■ **THE DATA**:
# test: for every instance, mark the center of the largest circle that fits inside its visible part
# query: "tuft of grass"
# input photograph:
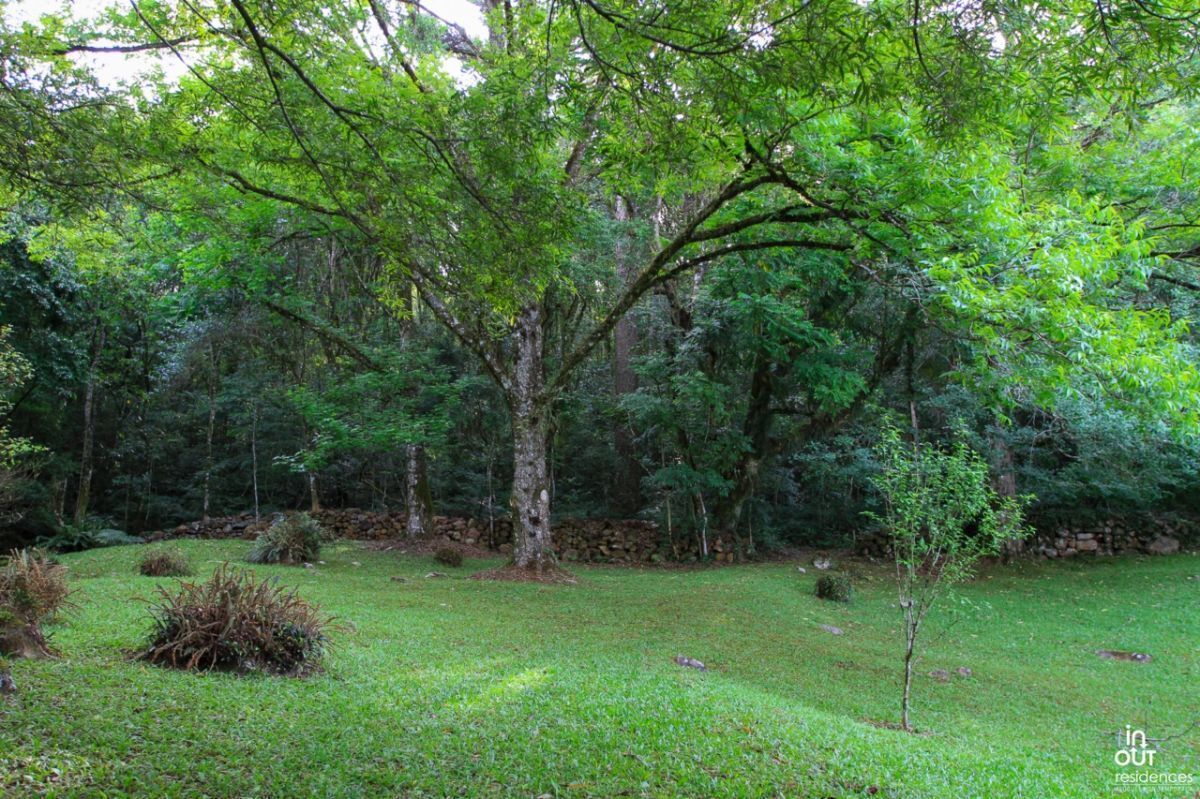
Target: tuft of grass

...

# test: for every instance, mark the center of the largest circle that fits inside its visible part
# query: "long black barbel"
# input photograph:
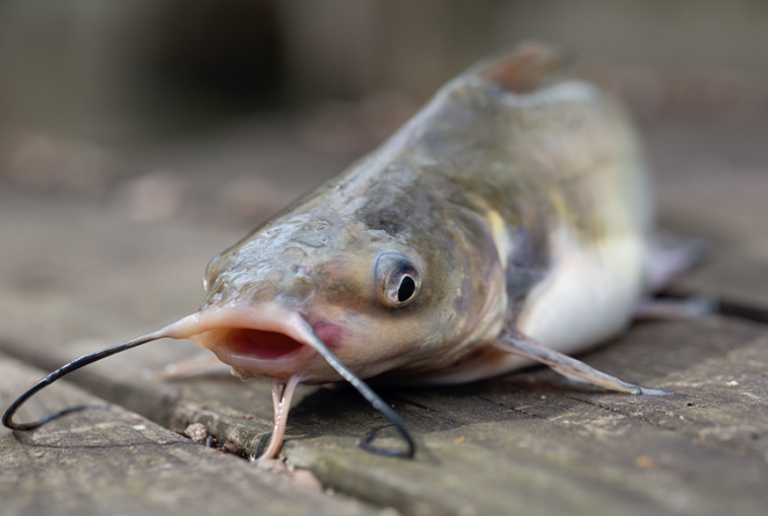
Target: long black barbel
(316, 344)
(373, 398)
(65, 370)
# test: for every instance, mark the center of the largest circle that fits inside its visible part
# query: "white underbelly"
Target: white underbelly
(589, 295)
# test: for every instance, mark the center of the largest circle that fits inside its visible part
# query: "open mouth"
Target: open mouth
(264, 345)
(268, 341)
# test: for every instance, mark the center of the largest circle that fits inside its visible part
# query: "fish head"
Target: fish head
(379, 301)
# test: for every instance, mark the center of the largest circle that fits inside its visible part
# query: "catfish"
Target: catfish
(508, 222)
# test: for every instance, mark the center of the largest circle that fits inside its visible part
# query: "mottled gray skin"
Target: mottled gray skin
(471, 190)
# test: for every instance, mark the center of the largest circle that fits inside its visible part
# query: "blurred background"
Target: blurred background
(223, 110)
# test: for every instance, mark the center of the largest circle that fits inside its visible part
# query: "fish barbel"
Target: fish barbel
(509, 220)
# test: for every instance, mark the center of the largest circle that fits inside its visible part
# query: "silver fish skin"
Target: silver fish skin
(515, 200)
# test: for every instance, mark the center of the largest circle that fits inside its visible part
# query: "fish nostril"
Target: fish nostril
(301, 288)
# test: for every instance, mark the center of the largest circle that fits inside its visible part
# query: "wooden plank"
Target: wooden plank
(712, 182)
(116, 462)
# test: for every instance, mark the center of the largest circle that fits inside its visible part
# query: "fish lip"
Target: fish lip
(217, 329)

■ **WRITTEN TASK**: Pick out and copy every line of the data above that contains the string "blurred", treating uppercase and lowercase letters as different.

■ **OUTPUT OF THE TASK**:
# query: "blurred background"
Target: blurred background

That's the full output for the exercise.